## PROMPT
Transcribe the listing word for word.

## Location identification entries
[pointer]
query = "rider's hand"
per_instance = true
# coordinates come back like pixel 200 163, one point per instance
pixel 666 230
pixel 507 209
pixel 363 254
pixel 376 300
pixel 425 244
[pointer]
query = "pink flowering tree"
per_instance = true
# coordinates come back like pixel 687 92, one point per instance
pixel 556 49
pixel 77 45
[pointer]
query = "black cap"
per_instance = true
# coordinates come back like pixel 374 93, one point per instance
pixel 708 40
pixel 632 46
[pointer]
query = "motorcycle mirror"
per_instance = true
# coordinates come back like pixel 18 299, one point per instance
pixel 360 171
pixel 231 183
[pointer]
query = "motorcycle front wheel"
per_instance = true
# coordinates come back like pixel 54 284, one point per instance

## TASK RESULT
[pointer]
query = "rider's hand"
per_instance = true
# coordinates come back like pixel 200 163, one point per instance
pixel 666 230
pixel 507 209
pixel 363 254
pixel 376 300
pixel 425 244
[pointer]
query = "pink flowering tree"
per_instance = true
# coordinates come back like pixel 687 92, one point per instance
pixel 556 49
pixel 77 45
[pointer]
query = "black cap"
per_instance = true
# coordinates come back like pixel 374 93, one point per instance
pixel 708 40
pixel 632 46
[pointer]
query = "motorcycle mirror"
per_instance = true
# coordinates come back like pixel 18 299, one point per instance
pixel 360 171
pixel 231 183
[pointer]
query = "motorcycle front wheel"
per_instance = true
# coordinates come back like pixel 54 284, one point per instance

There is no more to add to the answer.